** start Source material **
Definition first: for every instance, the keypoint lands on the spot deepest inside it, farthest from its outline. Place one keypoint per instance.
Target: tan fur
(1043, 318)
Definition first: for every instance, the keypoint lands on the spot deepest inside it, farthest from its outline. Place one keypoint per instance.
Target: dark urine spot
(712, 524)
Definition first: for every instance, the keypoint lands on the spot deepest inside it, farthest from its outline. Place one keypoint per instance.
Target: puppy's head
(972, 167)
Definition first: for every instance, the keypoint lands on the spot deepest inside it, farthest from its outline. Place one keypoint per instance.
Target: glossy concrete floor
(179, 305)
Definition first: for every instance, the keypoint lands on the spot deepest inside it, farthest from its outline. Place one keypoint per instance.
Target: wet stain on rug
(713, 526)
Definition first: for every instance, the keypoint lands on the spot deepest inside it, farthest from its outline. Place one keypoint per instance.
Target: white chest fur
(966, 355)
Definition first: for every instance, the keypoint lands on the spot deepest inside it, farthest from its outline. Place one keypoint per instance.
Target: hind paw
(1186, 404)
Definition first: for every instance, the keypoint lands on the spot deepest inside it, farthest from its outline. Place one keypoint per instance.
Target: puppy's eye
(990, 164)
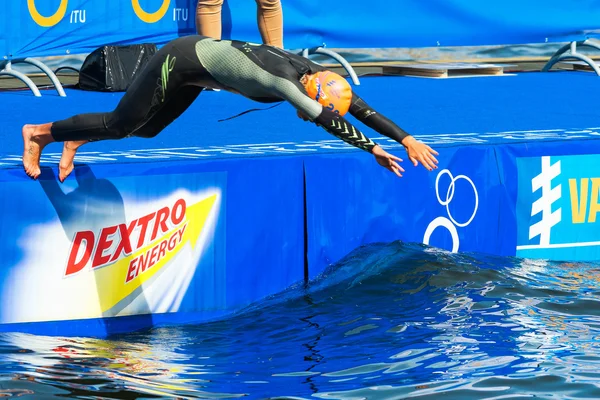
** end Source material **
## Job
Pull out every line of the records that contains the string "puppy", and copy each one in full.

## The solution
Target: puppy's head
Target: puppy's eye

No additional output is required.